• Document segment
━━━
22 perforated mammalian teeth were also discovered; these teeth were likely used as pendants. Perforated animal teeth used as pendants are frequently found at Aurignacian sites. The perforated teeth from Mladeč came from wolves, bears, and uncommonly, beavers and moose.

Out of the limited lithic artefacts from Mladeč, only one can clearly be ascribed as Aurignacian. The remains of carbonized rope were also discovered in 1882 by Szombathy. In 1981, archaeologists discovered ochre-colored marks on some of the walls at Mladeč.

Today, the assemblage of fossils from Mladeč is split among several museums. Szombathy's collection is stored in the Vienna Museum of Natural History, while Jan Knies' collection is stored in the Moravské zemské muzeum.

===Fauna===
632 bones from large mammals remain from the fossil assemblage discovered at Mladeč. The large mammal remains at Mladeč come primarily from bovids (primarily steppe bison, but a few from aurochs), bears (primarily Ursus deningeri, but a few from Ursus spelaeus), reindeer, horses and wolves.
━━━
• Referring expression data
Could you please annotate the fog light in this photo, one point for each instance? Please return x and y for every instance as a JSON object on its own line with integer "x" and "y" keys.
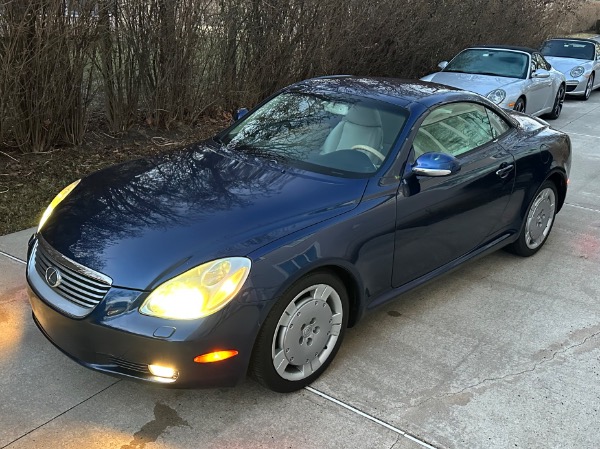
{"x": 164, "y": 373}
{"x": 216, "y": 356}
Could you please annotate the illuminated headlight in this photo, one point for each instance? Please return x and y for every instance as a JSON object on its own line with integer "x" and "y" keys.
{"x": 55, "y": 202}
{"x": 577, "y": 71}
{"x": 199, "y": 292}
{"x": 497, "y": 96}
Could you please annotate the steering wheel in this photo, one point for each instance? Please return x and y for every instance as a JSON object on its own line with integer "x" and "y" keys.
{"x": 370, "y": 150}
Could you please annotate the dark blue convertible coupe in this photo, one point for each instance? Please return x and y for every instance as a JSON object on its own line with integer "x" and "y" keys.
{"x": 255, "y": 250}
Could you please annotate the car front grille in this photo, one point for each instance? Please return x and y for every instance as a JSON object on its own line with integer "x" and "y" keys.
{"x": 131, "y": 367}
{"x": 78, "y": 284}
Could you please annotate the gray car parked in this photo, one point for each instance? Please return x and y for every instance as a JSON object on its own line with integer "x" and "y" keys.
{"x": 516, "y": 78}
{"x": 578, "y": 60}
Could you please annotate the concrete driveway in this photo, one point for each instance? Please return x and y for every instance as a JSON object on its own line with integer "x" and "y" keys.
{"x": 503, "y": 353}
━━━
• Brief 1
According to the Mladeč passage, which animals did the perforated teeth come from?
• Brief 2
Take the Mladeč passage further from its last sentence.
The lines are separate material and have no connection to the Mladeč passage.

• Exercise output 1
Wolves, bears, and, uncommonly, beavers and moose.

• Exercise output 2
===Human fossils===
More than 100 human fossil fragments were discovered at Mladeč.

Researchers failed to extract usable DNA from the Mladeč human fossils for the purposes of a DNA analysis. However, two (out of twelve) of the Mladeč specimens, Mladeč 2 and Mladeč 25c, yielded a limited amount of mtDNA, which did not contain Neanderthal mtDNA sequences.

===Dating===
Direct AMS dating of the human fossils from Mladeč yielded uncalibrated dates of around 31,190 BP for Mladeč 1, 31,320 BP for Mladeč 2, 30,680 BP for Mladeč 8 and 26,330 BP for Mladeč 25c.